Region pointing data
------------------------------------
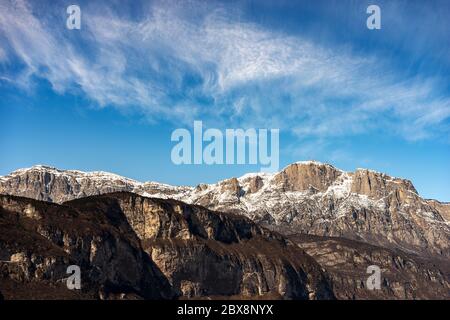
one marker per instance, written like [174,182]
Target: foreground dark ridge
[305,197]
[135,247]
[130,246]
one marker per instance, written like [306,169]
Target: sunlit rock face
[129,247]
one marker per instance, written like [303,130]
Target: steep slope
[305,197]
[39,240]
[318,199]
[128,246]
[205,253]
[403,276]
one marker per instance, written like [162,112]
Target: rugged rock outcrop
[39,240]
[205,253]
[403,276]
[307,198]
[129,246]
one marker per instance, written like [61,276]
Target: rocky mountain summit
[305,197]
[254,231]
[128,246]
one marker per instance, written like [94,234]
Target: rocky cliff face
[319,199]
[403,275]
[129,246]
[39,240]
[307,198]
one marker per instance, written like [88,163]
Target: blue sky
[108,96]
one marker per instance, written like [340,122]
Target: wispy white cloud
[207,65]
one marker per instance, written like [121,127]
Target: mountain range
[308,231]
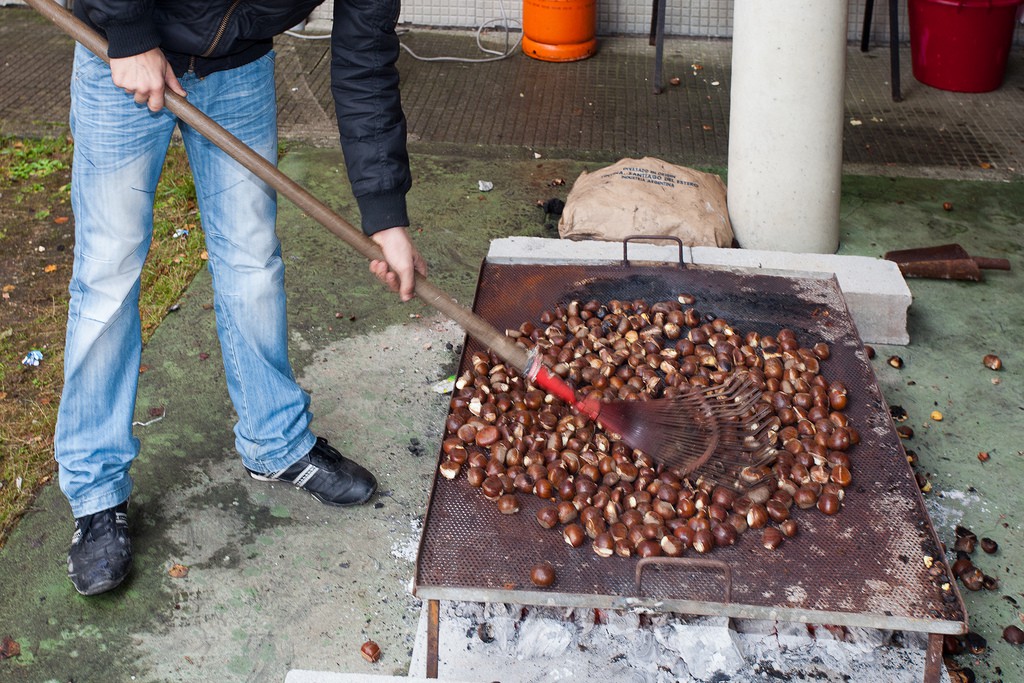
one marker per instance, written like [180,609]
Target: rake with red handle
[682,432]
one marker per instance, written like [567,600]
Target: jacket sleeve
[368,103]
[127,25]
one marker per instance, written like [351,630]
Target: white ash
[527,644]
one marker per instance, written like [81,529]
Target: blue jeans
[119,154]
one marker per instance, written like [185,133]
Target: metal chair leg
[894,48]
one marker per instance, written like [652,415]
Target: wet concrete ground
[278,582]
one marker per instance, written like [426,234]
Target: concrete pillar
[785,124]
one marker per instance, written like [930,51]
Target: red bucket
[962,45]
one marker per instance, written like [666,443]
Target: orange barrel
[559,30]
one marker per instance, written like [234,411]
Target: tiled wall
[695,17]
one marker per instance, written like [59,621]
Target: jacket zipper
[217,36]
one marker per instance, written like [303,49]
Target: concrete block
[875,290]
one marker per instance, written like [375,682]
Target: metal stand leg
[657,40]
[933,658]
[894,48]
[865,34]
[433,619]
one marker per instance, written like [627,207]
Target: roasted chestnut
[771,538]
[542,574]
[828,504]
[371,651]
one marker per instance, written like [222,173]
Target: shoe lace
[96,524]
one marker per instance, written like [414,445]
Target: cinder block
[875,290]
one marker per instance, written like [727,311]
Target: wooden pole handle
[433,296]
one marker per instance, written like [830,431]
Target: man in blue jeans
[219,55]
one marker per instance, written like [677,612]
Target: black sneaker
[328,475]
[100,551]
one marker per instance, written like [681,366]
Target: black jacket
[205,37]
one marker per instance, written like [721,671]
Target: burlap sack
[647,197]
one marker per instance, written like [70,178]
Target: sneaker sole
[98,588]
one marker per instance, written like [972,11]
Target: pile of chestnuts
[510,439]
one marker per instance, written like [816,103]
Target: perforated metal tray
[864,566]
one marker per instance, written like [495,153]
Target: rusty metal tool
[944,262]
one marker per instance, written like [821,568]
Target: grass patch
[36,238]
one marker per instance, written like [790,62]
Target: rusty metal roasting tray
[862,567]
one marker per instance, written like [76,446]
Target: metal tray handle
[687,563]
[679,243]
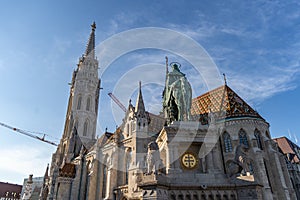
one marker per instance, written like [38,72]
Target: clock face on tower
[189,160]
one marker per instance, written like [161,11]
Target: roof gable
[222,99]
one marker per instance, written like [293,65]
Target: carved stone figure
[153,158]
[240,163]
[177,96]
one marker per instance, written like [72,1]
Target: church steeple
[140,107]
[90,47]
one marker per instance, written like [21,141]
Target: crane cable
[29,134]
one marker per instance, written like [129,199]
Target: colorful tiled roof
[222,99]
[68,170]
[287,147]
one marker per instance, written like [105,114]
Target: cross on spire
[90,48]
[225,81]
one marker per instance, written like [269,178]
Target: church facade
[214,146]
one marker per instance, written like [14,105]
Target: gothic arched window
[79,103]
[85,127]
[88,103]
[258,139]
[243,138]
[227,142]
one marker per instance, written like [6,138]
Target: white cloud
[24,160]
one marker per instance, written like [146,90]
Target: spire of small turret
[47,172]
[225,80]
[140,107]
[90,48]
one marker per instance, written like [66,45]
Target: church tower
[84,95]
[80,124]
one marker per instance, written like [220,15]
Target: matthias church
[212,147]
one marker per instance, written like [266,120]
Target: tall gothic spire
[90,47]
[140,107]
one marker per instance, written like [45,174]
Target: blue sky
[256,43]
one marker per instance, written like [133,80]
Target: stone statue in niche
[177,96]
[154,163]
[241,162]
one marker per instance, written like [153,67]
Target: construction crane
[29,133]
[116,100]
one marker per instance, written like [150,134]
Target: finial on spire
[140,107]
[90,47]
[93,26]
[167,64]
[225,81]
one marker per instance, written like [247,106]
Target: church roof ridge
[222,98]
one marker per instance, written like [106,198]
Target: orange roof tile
------------------------------------
» **TASK DESCRIPTION**: The pictures stay out; copy the rest of the data word for word.

» **SOLUTION**:
one marker per instance, written like [174,182]
Target: foreground dark ridge
[305,197]
[135,247]
[130,246]
one marker per instance, written like [306,169]
Target: sunlit rock face
[129,247]
one marker per instance, written like [303,130]
Target: steep slope
[305,197]
[39,240]
[318,199]
[128,246]
[205,253]
[403,276]
one marker per instance, written like [162,112]
Target: rugged rock outcrop
[39,240]
[205,253]
[403,276]
[307,198]
[129,246]
one marker per instance, written like [61,276]
Target: rocky mountain summit
[305,197]
[254,231]
[128,246]
one marker per instance, written like [94,234]
Target: rocky cliff face
[319,199]
[403,275]
[129,246]
[39,240]
[307,198]
one marker per instance, written like [88,163]
Target: blue sky
[108,96]
one marker per instance, written like [340,122]
Target: wispy white cloud
[207,65]
one marker per instance, written like [121,127]
Target: mountain range
[308,231]
one marker per instance, written like [180,609]
Target: rake with red handle
[682,432]
one marker per instance, written like [567,600]
Target: jacket sleeve
[368,103]
[127,25]
one marker per instance, written like [351,630]
Target: white ash
[527,644]
one marker per instance, written like [81,529]
Target: blue jeans
[119,154]
one marker per instance, written like [185,133]
Target: metal chair leg
[894,48]
one marker per instance, written like [652,415]
Target: wet concrete ground
[278,582]
one marker per instance, written like [426,234]
Target: concrete pillar
[785,124]
one marker per instance, written like [930,51]
Target: red bucket
[962,45]
one marker per instance, written like [666,443]
Target: orange barrel
[559,30]
one marker per instance, written like [234,411]
Target: tiled wall
[695,17]
one marker per instance, written like [59,621]
Target: jacket zipper
[217,36]
one marker per instance, written like [303,49]
Target: concrete block
[875,290]
one marker per instance, written like [375,682]
Target: metal stand leg
[657,40]
[933,658]
[894,48]
[865,34]
[433,619]
one marker per instance, written like [627,207]
Target: roasted chestnut
[771,538]
[542,574]
[828,504]
[371,651]
one marker per instance, written like [222,173]
Target: shoe lace
[96,524]
one marker per instance, written like [414,445]
Target: cinder block
[875,290]
one marker per instance, written like [727,311]
Target: wooden pole handle
[433,296]
one marker per instance, written like [830,431]
Target: man in blue jeans
[219,55]
one marker per instance, written like [677,612]
Target: black sneaker
[328,475]
[100,551]
one marker per instance, written like [681,366]
Target: black jacket
[205,37]
one marker per instance, written like [721,671]
Target: burlap sack
[647,197]
one marker per instance, written like [70,178]
Target: sneaker sole
[98,588]
one marker per instance, written like [972,11]
Target: pile of chestnuts
[510,439]
one marker per instance, written like [816,103]
Target: perforated metal tray
[864,566]
one marker per instance, written like [495,153]
Target: rusty metal tool
[944,262]
one marker per instance, written like [821,568]
Target: grass patch
[36,238]
one marker per instance, written like [790,62]
Target: rusty metal roasting tray
[862,567]
one marker per instance, written like [76,446]
Target: metal tray handle
[687,563]
[679,243]
one marker per instance, written like [38,72]
Target: clock face on tower
[189,160]
one marker per instance, written like [161,11]
Target: roof gable
[222,99]
one marker per instance, written like [293,65]
Target: carved stone figure
[153,158]
[240,163]
[177,96]
one marker per instance, written like [72,1]
Target: church steeple
[140,107]
[90,47]
one marker per instance, written like [21,141]
Target: crane cable
[29,134]
one marker per instance, written like [129,199]
Target: colorful tiled roof
[222,99]
[68,170]
[287,147]
one marker per instance, written like [105,114]
Target: cross on spire
[90,48]
[225,81]
one marker per instance, written like [269,178]
Target: church facade
[214,146]
one marker per instance, written like [14,105]
Target: gothic arched window
[79,103]
[85,127]
[88,103]
[258,139]
[243,138]
[227,142]
one marker per instance, written like [6,138]
Target: white cloud
[24,160]
one marker per instance, written like [146,90]
Target: spire of small turret
[47,172]
[225,80]
[140,107]
[90,48]
one marker per instance, written like [66,45]
Target: church tower
[84,95]
[80,124]
one marker per instance, written like [220,15]
Target: matthias church
[212,147]
one marker per instance, written like [266,120]
Target: tall gothic spire
[90,47]
[140,107]
one marker per instance, written like [45,174]
Target: blue sky
[256,43]
one marker per instance, written like [133,80]
Target: stone statue in niche
[177,96]
[154,163]
[241,162]
one marker per instance, written like [153,67]
Target: construction crane
[29,133]
[116,100]
one marker per instance, written like [150,134]
Target: finial on spire
[140,107]
[90,47]
[93,26]
[167,64]
[225,81]
one marker per instance, written like [247,106]
Target: church roof ridge
[222,98]
one marker per instance, written like [106,198]
Target: orange roof tile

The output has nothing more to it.